- [Task instructions]
Keep only the lines of the material below that contain the word "range". Copy those lines.

** Records for the task follows **

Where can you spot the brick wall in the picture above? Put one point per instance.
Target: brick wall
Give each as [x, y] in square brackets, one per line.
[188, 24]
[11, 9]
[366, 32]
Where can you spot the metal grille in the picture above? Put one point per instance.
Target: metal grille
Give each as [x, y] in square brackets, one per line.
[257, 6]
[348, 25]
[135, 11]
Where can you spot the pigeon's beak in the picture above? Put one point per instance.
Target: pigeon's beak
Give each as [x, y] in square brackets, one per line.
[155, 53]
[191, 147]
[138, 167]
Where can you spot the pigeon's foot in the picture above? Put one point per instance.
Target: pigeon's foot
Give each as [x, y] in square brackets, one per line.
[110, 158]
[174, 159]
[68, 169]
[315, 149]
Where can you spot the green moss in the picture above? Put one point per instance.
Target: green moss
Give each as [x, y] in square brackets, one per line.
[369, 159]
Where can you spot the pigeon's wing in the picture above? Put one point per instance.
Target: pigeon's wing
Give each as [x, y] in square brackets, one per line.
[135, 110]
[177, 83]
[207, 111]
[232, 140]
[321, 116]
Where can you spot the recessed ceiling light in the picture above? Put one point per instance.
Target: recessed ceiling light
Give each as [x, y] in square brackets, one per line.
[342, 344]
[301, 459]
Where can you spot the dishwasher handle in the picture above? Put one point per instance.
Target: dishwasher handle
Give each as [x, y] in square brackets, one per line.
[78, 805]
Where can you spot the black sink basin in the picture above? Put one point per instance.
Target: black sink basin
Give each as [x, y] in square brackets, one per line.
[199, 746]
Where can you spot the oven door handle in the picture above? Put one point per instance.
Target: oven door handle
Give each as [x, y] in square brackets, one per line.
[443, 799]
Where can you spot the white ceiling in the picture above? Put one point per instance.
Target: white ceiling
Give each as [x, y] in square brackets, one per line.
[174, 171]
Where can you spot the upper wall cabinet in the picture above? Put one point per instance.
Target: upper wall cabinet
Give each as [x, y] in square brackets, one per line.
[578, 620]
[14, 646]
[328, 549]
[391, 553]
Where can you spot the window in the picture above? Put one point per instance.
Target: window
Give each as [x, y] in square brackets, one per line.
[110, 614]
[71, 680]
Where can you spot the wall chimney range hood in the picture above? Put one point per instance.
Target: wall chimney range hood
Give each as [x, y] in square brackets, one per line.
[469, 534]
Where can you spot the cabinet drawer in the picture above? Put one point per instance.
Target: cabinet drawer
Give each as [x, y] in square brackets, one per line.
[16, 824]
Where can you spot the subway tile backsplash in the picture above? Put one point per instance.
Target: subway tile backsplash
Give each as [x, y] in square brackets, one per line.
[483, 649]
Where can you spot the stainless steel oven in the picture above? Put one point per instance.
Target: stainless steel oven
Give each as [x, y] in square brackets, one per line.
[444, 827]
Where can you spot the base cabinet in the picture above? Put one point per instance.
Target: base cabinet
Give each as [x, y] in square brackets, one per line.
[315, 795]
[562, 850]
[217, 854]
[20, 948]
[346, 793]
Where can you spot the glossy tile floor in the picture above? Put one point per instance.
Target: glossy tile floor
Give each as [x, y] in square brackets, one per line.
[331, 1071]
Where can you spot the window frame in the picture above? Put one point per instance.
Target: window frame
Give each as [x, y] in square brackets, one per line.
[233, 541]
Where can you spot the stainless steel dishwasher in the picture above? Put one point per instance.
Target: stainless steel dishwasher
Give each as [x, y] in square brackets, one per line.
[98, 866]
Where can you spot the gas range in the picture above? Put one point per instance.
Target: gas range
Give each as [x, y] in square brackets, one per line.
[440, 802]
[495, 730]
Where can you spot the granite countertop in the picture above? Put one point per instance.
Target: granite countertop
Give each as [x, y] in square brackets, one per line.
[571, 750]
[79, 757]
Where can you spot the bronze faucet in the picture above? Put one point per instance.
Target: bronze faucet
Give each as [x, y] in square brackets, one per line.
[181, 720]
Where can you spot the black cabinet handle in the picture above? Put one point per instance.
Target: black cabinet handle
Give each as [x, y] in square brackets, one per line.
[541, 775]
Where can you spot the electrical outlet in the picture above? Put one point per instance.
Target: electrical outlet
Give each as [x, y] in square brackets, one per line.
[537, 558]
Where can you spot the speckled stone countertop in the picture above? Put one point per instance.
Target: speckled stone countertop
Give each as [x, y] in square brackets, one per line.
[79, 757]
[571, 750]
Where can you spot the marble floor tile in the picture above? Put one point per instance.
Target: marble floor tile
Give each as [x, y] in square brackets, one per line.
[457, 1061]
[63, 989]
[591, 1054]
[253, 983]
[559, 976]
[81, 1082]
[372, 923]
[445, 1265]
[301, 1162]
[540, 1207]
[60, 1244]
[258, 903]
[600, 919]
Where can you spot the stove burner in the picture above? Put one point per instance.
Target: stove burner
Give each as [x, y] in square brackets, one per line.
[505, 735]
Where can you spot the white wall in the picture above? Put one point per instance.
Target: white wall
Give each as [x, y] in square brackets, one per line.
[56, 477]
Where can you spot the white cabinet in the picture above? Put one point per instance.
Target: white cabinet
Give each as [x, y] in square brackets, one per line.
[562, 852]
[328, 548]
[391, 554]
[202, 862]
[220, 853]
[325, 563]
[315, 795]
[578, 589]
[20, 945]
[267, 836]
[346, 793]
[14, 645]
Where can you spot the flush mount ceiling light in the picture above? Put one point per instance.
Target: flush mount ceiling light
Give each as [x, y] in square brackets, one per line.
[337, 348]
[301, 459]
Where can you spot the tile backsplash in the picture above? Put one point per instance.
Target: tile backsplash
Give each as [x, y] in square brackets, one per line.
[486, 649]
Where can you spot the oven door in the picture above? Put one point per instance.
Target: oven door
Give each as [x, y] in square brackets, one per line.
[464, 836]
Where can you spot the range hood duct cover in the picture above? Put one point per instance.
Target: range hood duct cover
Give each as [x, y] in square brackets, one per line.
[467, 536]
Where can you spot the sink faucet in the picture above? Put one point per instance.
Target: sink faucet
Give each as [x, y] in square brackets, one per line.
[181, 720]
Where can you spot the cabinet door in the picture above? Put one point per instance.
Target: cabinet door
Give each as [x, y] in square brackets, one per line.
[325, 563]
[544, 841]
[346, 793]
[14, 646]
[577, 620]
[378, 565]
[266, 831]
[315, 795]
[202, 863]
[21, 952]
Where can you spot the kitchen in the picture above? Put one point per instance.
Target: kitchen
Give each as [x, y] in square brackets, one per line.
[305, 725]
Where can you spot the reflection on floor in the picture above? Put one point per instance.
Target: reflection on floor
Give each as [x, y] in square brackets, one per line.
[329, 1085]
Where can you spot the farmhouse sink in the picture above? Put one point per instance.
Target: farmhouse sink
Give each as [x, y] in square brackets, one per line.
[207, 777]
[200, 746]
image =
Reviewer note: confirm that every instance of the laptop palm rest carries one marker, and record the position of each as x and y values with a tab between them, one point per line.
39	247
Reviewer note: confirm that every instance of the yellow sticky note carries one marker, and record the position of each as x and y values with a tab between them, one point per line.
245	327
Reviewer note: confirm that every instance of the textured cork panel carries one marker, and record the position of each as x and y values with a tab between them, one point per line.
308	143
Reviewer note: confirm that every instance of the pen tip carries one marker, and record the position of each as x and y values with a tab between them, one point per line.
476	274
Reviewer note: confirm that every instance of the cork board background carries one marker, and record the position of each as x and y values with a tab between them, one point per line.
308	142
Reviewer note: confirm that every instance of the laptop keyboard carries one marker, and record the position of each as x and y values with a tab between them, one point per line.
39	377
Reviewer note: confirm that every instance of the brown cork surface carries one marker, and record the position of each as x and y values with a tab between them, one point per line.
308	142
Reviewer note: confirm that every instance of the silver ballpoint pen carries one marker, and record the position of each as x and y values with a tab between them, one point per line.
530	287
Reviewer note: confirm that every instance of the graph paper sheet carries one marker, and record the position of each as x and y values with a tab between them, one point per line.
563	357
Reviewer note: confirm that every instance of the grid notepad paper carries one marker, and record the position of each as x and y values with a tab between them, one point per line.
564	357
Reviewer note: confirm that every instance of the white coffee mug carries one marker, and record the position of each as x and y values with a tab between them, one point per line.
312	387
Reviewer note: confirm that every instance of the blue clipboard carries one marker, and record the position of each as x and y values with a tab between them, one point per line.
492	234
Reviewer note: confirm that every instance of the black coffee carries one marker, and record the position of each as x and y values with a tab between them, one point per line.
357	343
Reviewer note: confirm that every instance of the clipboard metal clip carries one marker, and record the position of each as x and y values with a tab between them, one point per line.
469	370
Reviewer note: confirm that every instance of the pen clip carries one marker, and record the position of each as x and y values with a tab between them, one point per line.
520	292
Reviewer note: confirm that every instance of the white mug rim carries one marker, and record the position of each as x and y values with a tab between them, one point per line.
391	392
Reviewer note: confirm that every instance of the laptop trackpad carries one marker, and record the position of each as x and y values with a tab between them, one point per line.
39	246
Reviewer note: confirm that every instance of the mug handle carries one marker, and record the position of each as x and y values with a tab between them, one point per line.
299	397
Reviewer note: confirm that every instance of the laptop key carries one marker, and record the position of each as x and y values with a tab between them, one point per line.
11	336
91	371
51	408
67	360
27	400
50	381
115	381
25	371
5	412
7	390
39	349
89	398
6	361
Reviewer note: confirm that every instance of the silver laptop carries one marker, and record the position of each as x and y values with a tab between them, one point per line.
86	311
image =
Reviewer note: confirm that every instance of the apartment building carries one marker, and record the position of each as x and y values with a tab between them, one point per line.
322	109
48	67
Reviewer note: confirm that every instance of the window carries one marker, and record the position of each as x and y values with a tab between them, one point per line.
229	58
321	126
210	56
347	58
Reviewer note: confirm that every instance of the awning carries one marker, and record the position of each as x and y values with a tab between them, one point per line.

** End of Records for the task **

- [Task answer]
Where can you spot the wall chimney range hood in the picture above? Put one point per instance.
Target: wall chimney range hood
Where can you spot the gas range in the picture above? Put one point per instance.
Target: gas range
Where can you spot the range hood duct cover in the picture above? Put one point per instance.
Target: range hood duct cover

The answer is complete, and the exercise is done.